(Point-per-instance localization data)

--------------------

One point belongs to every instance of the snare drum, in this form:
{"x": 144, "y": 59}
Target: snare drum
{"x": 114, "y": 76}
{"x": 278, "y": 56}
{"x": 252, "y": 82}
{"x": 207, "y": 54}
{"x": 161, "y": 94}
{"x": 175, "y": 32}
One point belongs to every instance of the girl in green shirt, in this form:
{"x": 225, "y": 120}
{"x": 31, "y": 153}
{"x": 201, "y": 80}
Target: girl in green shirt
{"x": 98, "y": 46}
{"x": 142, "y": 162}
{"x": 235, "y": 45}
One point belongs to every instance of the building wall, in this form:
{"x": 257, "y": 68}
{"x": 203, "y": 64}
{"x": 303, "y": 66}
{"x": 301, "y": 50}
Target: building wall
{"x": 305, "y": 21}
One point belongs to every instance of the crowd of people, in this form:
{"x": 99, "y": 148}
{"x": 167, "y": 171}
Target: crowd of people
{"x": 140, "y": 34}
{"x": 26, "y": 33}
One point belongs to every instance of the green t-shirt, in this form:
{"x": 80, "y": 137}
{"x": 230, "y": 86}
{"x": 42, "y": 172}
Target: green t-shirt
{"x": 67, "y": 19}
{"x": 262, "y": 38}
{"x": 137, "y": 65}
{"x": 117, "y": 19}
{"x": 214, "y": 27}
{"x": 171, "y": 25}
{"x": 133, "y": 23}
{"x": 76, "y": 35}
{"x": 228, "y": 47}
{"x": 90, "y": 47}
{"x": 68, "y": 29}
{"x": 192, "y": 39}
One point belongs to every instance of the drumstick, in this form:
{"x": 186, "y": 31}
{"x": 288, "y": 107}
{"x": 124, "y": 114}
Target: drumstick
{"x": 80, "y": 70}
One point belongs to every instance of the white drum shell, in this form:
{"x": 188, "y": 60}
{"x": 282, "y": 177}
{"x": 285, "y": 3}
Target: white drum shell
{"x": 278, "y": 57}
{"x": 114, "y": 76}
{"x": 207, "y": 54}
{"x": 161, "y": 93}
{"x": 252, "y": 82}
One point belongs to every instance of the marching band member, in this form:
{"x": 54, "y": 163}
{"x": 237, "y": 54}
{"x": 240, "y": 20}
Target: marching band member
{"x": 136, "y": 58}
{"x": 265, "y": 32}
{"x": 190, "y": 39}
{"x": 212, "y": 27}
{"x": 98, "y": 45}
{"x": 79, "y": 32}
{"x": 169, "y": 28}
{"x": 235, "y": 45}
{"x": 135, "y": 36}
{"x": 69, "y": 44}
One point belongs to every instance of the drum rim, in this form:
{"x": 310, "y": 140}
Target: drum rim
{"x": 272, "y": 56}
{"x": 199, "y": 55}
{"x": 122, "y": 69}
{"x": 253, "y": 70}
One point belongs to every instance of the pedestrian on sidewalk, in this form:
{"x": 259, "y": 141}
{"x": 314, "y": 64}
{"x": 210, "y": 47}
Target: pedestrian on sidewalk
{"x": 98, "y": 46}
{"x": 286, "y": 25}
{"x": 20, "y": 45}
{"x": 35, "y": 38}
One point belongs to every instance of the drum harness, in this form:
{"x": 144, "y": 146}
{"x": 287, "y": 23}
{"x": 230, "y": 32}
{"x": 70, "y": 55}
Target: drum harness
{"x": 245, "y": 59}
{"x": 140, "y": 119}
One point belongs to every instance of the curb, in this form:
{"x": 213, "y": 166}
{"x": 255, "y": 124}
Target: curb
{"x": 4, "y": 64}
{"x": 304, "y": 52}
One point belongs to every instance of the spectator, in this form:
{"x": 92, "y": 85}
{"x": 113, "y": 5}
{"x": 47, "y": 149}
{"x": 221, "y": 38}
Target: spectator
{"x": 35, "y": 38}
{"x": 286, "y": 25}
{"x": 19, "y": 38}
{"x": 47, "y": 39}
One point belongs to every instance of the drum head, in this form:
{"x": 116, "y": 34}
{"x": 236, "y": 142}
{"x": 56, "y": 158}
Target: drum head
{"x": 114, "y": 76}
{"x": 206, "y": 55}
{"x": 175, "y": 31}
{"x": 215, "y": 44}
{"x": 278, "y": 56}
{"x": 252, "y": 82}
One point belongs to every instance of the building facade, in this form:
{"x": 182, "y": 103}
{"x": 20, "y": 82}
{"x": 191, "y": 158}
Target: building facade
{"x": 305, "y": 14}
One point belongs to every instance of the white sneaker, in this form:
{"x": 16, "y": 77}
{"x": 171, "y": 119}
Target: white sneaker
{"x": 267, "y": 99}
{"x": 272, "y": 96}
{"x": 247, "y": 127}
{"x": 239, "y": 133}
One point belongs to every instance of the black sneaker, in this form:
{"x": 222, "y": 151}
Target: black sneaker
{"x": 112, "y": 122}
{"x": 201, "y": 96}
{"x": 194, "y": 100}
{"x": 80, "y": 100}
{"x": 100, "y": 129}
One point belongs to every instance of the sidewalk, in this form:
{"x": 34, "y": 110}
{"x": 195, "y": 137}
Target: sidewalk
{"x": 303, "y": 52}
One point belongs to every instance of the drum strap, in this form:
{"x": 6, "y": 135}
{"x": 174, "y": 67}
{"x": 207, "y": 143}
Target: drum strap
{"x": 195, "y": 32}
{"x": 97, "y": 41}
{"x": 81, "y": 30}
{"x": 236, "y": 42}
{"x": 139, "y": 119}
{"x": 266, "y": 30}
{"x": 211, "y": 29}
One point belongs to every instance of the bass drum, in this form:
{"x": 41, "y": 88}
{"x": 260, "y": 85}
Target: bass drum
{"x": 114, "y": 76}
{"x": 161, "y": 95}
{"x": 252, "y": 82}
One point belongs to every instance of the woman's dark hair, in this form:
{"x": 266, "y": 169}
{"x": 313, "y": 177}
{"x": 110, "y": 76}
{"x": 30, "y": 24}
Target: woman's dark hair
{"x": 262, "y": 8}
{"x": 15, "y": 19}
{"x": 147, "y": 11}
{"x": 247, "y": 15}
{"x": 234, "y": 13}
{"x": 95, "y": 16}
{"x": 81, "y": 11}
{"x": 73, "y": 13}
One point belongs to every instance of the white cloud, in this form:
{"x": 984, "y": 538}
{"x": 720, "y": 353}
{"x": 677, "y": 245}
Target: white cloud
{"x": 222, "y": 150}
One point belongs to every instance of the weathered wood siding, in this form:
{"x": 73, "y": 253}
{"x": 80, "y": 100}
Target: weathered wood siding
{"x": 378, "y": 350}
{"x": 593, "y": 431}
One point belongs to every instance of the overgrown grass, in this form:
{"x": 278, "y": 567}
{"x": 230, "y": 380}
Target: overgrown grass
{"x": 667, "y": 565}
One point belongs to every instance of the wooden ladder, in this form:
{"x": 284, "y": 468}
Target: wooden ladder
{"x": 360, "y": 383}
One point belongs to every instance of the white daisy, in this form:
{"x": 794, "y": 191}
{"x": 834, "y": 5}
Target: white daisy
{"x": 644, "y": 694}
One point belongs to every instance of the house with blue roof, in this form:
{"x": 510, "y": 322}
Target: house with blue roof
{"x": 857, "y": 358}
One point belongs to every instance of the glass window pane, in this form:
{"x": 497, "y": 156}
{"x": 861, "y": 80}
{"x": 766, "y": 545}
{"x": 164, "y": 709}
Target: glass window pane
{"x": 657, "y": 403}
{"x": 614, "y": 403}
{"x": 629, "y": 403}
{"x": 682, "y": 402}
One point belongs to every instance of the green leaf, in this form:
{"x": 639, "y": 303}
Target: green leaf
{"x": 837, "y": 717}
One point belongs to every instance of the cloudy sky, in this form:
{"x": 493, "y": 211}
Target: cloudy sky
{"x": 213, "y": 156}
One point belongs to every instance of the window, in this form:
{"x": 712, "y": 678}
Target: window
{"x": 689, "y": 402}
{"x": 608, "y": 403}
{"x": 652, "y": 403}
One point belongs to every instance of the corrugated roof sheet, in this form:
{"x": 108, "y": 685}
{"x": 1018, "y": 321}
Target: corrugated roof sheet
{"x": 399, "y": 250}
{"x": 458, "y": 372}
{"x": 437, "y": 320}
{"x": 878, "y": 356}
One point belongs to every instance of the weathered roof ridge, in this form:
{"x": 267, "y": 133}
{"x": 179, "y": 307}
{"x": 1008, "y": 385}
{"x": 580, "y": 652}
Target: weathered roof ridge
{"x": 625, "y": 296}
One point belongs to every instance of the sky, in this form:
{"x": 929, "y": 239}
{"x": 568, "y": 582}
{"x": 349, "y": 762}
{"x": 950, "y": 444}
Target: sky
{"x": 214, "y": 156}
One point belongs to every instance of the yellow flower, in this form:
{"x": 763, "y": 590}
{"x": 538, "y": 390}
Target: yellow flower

--------------------

Every line that contains the string "yellow" should be copied from the entries.

= Written response =
One point belongs to every instance of the yellow flower, in this form:
Target: yellow flower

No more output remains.